(Dataset entries)

+-------+

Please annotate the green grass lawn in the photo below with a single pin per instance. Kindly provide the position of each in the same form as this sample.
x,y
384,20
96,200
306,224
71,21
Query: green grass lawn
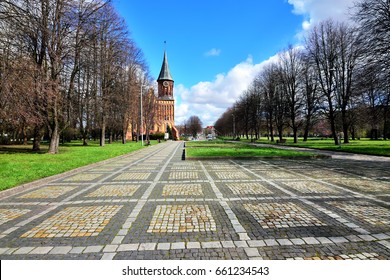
x,y
200,149
363,146
19,165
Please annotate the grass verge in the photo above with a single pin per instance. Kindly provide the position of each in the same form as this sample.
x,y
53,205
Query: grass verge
x,y
219,149
19,165
363,146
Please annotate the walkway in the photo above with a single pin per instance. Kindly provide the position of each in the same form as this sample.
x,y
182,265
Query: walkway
x,y
152,205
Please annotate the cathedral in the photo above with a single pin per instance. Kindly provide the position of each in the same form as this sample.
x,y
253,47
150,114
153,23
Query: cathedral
x,y
165,102
165,106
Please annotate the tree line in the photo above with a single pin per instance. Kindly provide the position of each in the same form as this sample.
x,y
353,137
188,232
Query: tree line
x,y
68,67
336,84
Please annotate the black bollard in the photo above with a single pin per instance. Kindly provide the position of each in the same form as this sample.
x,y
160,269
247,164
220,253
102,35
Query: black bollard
x,y
183,156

+-------+

Print all the data above word for word, leaving out the picture.

Please annotate the green grass lawn in the photo below with a single pin per instance. Kindly provide the position of each in the same form as this sample.
x,y
384,20
96,200
306,224
71,21
Query: green grass lawn
x,y
200,149
363,146
19,165
Please annotate the grass verge in the photo above with a single pin per instance. Kindly provide the position of each in the same form as this sample.
x,y
53,205
Query: grass verge
x,y
219,149
19,165
363,146
Please annotate the walkway in the photo above with a single pin per instance. Kindly provide the position of each in the same form as this sample.
x,y
182,265
Query: walkway
x,y
152,205
Please annotate the cathedral in the photo above with a single pin per instance. Kindly provide the position of each in the same form as this sample.
x,y
253,47
150,114
153,23
Query: cathedral
x,y
165,102
165,106
Please annotate the tree line in the photo above with a single pin per instance. Kindly provide the position of each in the same form as this sample.
x,y
353,137
188,232
Query: tree line
x,y
68,67
336,84
Please annotate the black bollard in the photo above with a single pin per instance. Kindly provide the position of each in the same form as this sample.
x,y
160,269
247,164
220,253
102,35
Query: black bollard
x,y
183,156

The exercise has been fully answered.